» **Material for the task**
---

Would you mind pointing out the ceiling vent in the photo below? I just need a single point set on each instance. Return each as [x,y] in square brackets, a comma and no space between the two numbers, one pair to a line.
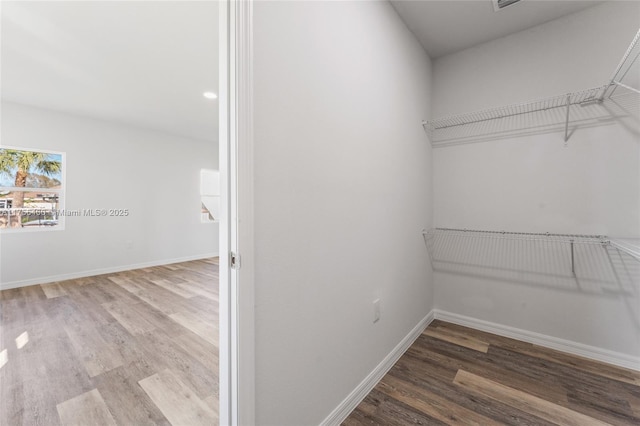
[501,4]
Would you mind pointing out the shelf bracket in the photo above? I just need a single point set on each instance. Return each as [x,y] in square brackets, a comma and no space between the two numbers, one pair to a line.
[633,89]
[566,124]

---

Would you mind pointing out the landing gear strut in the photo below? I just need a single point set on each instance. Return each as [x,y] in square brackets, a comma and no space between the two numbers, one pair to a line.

---

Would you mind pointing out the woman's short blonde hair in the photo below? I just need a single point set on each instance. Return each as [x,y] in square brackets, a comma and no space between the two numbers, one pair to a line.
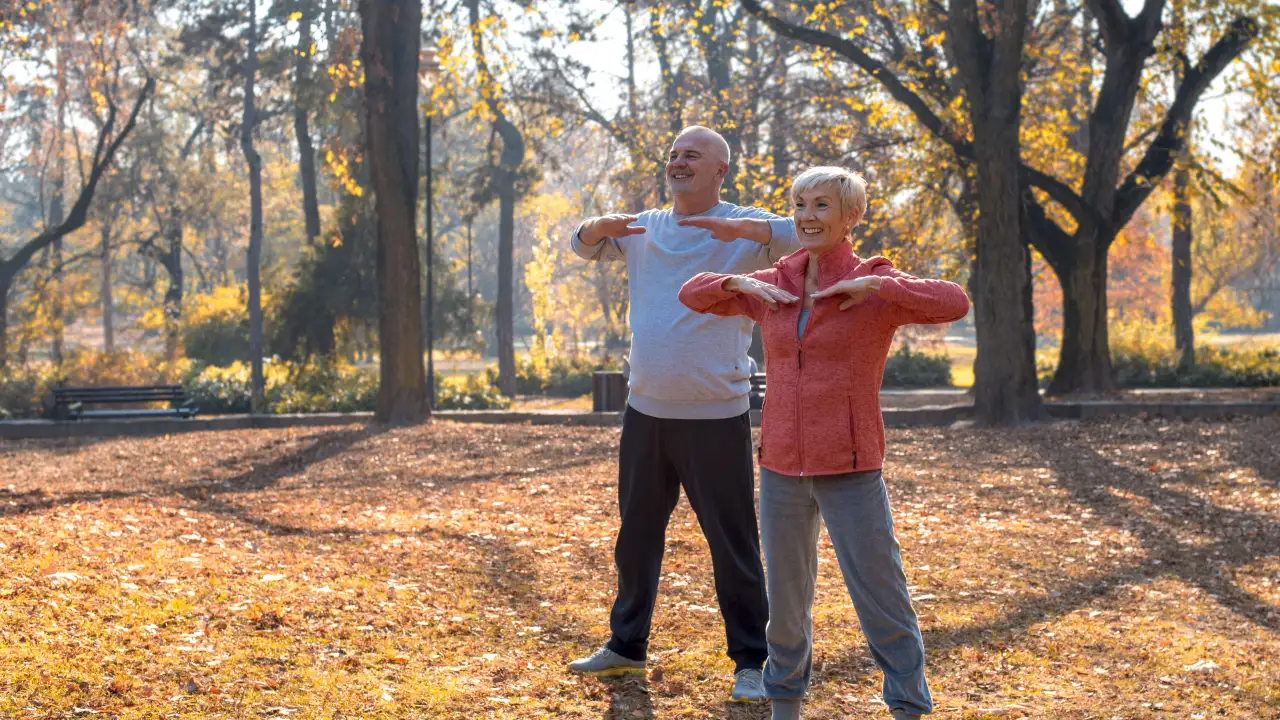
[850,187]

---

» **What this task involves**
Identify each line in the entries above that contains the word "below", and copy those lines in full. Case counts: match only that exact capitalization.

» **Exercise solution**
Would you mind pointing out the ceiling vent in the photo below? I just need a single point set on each instance. Return each as [x,y] in square brackets, a comma and no space between the two numbers, one pair to a line.
Would you mind pointing out the landing gear strut in the photo below? I just need a single point set on each instance. Return each as [x,y] in square brackets, a comma and no space between the two numbers, one pair to a line.
Would you mind pointing out the woman's short blonde hair in the photo below? I just need a single point set on each instance. Return each as [x,y] in square brackets, a comma and no space between the two numbers, one pair to a line.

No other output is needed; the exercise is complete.